** Fragmento del texto **
El periodista Mauricio Pichot a partir de la historia de vida del composior Gustavo Gutiérrez nos entrega una versión de la llegada del acordeón a la zona.
A partir de los años sesenta del pasado siglo, este poeta popular “complementó” los versos de los juglares de las primeras generaciones con unos versos más elaborados y llenos de riqueza lírica en donde la metáfora y otras figuras llenaron de sentimiento los cantos vallenatos.
Conocí personalmente a Gustavo Gutiérrez, apenas hace algunos años. Es flaco, irremediablemente flaco, retraído, quedo, muy quedo como dirían en Macondo, para referirse a aquellos que por dentro tenemos un sentimentalismo permanente, “que andan como zurumbáticos,” dicen en el Caribe. Como si de un alma herida se tratara, de alguien con una perpetúa pena por dentro. “Es que andan como idos”, le escuché alguna vez a una vieja atanquera.
“Es algo que yo no me he podido explicar nunca, pero es un sentimiento que llevo por dentro, como una tristeza de siempre”, me dijo él como si quisiera disculparse, en un momento de alguna de las varias conversaciones que tuvimos antes y después de este primer encuentro personal, tantas veces por mí anhelado, desde los primeros tiempos. Además, es tímido distinto del esquema que en muchos escenarios se ha formado del hombre del Caribe. Aunque, Gustavo nació y creció rodeado de sabanas, de montañas y de la vigilancia perpetua de las nieves insondables de la Sierra Nevada de Santa Marta a su valle querido, su Valledupar del alma.
En uno de esos muchos cantos que han salido de sus adentros, cuenta:
“La herida que siempre llevo en el alma, no cicatriza, inevitable me marca la pena que es infinita, quisiera volar muy lejos, muy lejos, sin rumbo fijo, buscar un lugar sin odios, vivir tranquilo, eliminar las tristeza, las mentira’, las traicione’, no importa que nunca encuentre el corazón lo que ha buscado de verdad, no importa el tiempo que ya es muy corto en las ansias largas de vivir, cualquier minuto de placer será sentido en realidad, si lleno el alma, si lleno el alma de eternidad.
Más adelante en su mismo canto, recalca: “Es muy triste recordar momentos felices, de un cariño que sangró… mi corazón, llegó la hora de partir sin medir distancias y ni sombras quedará de aquel amor…y ni sombra quedará de aquel amor.”
El canto se llama Sin Medir Distancias y son ya innumerables las interpretaciones que ha tenido. En los años ochenta Diomedes Díaz lo grabó con el acordeón de un joven de escasos dieciocho años en ese momento, Gonzalo Arturo Molina, El Cocha, trascendió más allá de las fronteras del Valle de Upar.

** Material proporcionado **

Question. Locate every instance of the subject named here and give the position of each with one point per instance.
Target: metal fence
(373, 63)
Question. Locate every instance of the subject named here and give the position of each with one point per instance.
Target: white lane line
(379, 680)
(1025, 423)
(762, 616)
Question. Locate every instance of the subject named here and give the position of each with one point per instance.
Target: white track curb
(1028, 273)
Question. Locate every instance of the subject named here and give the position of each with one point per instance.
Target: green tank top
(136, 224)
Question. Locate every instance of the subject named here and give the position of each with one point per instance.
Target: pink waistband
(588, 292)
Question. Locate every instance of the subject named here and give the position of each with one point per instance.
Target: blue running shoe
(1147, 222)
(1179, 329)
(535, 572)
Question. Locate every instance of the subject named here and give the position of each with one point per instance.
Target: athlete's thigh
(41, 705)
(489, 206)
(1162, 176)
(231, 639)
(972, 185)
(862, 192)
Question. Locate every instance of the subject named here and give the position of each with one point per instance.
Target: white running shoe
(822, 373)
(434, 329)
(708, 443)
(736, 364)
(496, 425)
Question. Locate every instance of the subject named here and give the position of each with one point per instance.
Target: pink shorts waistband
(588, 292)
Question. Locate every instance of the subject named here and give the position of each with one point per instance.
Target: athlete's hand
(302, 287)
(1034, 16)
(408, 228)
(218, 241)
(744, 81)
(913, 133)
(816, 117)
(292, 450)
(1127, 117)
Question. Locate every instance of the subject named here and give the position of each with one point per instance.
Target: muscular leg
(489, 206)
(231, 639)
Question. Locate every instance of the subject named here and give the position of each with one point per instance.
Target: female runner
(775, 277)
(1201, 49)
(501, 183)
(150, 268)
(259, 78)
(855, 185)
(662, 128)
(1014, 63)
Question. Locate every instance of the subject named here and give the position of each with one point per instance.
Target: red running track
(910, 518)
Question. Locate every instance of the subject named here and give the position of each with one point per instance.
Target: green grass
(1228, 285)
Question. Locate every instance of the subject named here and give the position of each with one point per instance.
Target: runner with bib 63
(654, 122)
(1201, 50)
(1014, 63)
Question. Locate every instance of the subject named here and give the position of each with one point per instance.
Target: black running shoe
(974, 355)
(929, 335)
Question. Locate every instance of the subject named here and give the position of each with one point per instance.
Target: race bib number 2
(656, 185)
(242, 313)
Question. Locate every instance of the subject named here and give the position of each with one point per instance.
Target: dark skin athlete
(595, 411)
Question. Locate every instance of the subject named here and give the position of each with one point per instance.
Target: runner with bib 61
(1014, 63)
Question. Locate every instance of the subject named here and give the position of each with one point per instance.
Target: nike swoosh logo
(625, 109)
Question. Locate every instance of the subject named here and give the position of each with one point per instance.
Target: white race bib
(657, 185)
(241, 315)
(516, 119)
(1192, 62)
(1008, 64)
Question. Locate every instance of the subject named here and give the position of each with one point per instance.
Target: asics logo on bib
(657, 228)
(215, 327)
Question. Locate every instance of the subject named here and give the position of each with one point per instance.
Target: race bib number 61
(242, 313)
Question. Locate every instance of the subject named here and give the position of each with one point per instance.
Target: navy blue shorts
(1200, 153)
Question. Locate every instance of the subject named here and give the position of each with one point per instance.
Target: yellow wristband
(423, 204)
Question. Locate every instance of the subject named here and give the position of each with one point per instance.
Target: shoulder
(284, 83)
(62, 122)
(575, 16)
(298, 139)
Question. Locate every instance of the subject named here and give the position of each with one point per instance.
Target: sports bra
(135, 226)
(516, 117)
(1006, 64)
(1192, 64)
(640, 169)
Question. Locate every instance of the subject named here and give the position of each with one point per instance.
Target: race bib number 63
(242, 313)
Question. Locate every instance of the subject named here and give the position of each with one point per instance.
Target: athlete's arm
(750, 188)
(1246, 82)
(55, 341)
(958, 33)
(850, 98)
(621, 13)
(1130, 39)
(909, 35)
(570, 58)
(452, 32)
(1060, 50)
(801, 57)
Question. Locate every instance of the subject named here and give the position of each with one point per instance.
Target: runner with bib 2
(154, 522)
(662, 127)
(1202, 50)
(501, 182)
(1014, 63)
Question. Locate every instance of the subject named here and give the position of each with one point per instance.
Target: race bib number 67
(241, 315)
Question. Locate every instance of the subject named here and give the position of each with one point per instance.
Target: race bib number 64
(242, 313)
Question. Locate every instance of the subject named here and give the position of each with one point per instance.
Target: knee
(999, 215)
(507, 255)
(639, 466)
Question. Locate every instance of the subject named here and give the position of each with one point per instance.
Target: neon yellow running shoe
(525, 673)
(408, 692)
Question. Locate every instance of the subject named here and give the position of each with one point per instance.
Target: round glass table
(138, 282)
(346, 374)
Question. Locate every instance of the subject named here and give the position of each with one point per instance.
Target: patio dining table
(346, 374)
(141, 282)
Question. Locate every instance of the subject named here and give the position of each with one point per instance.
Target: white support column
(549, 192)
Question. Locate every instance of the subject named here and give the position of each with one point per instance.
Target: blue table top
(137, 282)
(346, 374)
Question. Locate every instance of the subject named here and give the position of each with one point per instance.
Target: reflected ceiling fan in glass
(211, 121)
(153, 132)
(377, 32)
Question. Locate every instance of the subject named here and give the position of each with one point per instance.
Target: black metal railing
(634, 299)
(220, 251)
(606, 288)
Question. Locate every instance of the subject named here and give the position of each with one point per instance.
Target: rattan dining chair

** Partes del ejercicio **
• 1. Indica, según el texto sobre Gustavo Gutiérrez, quién tocó el acordeón cuando Diomedes Díaz grabó Sin Medir Distancias en los años ochenta.
• 2. Transcribe del texto sobre Gustavo Gutiérrez, tal cual, el fragmento que va desde “Más adelante en” hasta “Valle de Upar.”.
Las entradas no guardan relación con el texto sobre Gustavo Gutiérrez.

** Las respuestas **
• 1. Gonzalo Arturo Molina, El Cocha.

• 2.
Más adelante en su mismo canto, recalca: “Es muy triste recordar momentos felices, de un cariño que sangró… mi corazón, llegó la hora de partir sin medir distancias y ni sombras quedará de aquel amor…y ni sombra quedará de aquel amor.”
El canto se llama Sin Medir Distancias y son ya innumerables las interpretaciones que ha tenido. En los años ochenta Diomedes Díaz lo grabó con el acordeón de un joven de escasos dieciocho años en ese momento, Gonzalo Arturo Molina, El Cocha, trascendió más allá de las fronteras del Valle de Upar.